EXTRACT PROVIDED>
-- Opening Marker --

UK. BoE to stress test non-banks for first time after pensions turmoil

Investment funds and other non-bank financial institutions face their first ‘stress test’ next year to apply lessons from the near-meltdown in Britain’s pension fund sector, the Bank of England (BoE) said on Tuesday.

The BoE had to step in from September to buy 19.3 billion pounds ($23.75 billion) of government bonds to stabilise markets after turmoil caused by the fiscal plans of Liz Truss’s short-lived government.

Liability-driven investment (LDI) funds, used by pension funds to ensure their long-term payouts, struggled to meet collateral calls as bond prices tumbled.

The BoE’s Financial Policy Committee (FPC), which monitors the financial system for risks, said on Tuesday the LDI crisis showed the need to test how non-bank financial institutions (NBFI) cope with stresses.

“The Bank will run, for the first time, an exploratory scenario exercise focused on NBFI risks, to inform understanding of these risks and future policy approaches,” the FPC said in its half-yearly Financial Stability Report.

Further details will be set out in the first half of 2023.

“There is also a need to develop stress-testing approaches to understand better the resilience of NBFIs to shocks and their interconnections with banks and core markets,” the FPC said.

Neil Birrell, chief investment officer at asset manager Premier Miton Group, said industry would probably react to news of the stress test with a “huge sigh”.

“Another layer of regulation just causes more work. But on the other hand we as fund managers shouldn’t have anything to fear from all this because we are probably doing it all already,” Birrell said.

The test will focus on the UK government and corporate bond market and its main participants such as banks, which play a core role in financing the UK economy.

Such market-based finance accounted for 776 billion pounds, or 55%, of all lending to UK businesses at the end of 2021 and nearly all of the almost 390 billion pound net increase in lending to the sector between the end of 2007 and end of 2021.

LDI funds are often listed in Ireland and Luxembourg, where regulators – along with their UK counterparts – have introduced quick fixes that forced funds to maintain far higher levels of cash.

They can now cope with a 300 to 400 basis point move in interest rates, well above the 150 basis point level held before September’s turmoil.

-- Closing Marker --

[Dataset excerpts]
-- Opening Marker --

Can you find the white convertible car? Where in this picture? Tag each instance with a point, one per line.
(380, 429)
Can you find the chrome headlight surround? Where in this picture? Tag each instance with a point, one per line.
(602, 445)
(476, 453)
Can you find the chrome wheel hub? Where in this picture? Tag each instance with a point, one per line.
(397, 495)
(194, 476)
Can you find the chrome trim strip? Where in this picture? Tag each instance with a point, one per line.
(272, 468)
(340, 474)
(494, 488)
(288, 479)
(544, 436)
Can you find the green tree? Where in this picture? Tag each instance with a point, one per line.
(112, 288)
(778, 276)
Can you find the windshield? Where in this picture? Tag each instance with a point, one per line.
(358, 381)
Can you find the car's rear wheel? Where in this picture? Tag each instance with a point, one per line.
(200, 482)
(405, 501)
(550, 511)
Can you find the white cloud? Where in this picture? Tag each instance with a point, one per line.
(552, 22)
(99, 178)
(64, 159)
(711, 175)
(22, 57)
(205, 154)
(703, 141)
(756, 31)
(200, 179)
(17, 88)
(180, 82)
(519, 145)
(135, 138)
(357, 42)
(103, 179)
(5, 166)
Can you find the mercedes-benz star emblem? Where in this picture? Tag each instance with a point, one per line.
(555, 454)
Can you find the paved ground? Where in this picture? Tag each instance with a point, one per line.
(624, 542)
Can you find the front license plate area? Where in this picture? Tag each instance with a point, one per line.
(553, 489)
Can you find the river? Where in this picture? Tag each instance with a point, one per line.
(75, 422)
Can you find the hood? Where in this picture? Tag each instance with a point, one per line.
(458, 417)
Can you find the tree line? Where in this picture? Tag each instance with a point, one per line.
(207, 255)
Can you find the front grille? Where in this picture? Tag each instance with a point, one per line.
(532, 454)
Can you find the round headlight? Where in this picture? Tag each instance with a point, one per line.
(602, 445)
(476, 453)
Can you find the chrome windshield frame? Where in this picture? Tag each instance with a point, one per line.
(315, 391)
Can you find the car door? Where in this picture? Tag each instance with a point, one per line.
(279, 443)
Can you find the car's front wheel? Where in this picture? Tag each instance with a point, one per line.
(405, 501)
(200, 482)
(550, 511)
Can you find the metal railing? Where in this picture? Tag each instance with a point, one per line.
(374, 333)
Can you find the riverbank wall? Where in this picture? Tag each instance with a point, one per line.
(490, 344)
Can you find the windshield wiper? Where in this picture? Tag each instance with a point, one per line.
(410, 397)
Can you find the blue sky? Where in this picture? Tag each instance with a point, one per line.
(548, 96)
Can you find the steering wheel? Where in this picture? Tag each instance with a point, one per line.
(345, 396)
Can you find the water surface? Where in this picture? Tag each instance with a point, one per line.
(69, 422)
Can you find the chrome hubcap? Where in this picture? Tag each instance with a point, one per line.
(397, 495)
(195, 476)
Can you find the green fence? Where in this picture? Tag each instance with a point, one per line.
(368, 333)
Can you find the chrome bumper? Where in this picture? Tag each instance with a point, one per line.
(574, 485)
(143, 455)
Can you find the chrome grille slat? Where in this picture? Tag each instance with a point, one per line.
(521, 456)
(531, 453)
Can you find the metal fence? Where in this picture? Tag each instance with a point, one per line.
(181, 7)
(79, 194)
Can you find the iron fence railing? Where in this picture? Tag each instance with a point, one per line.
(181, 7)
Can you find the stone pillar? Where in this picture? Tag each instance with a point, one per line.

-- Closing Marker --

USING THE INFORMATION>
- 1) Answer these from the article on the Bank of England stress test:
(a) What amount of government bonds did the BoE buy to stabilize markets?
(b) What position does Neil Birrell hold?
(c) What size of interest rate move can LDI funds now withstand?
- 2) Please carry on the article on the Bank of England stress test from its final sentence.

ANSWERS FOR EACH ITEM>
- 1)
(a) 19.3 billion pounds ($23.75 billion)
(b) Chief investment officer at asset manager Premier Miton Group
(c) A move of 300 to 400 basis points

- 2)
NEW GUIDANCE

The FPC said it would work with counterparts in the European Union to come up with minimum cash buffer guidance on a longer-term “steady state” basis, which could potentially push up fees to absorb the cost or make the use of LDI funds unattractive.

Jonathan Lipkin, director for policy, strategy and innovation at the Investment Association, said the sector would work with regulators so that any risk measures put in place are proportionate.

Britain’s pensions regulator is due to update its guidance to the sector, which could include the new steady state cash buffer levels, data reporting and requirements for fund trustees to speed up decision-making in a crisis.

The regulator said on Tuesday it would likely update its guidance for trustees using LDI in April, to ensure schemes have sufficient resilience.

The FPC said it also backed a call from the Financial Conduct Authority to regulate consultants who advise pension funds.

After regulators introduced tougher rules for banks in the aftermath of the global financial crisis more than a decade ago, attention is turning again to non-banks, such as funds and insurers, which account for about half of the global financial system.

Regulators worry there is too little data on hidden leverage in the system, as shown by LDI.

“The episode also exposed deficiencies in how banks monitor and manage risks with respect to LDI funds,” the FPC said.

The FPC said there would be a consultation paper in 2023 on likely moves to require money market funds – which struggled when economies went into COVID-19 lockdowns in March 2020 – to hold more cash.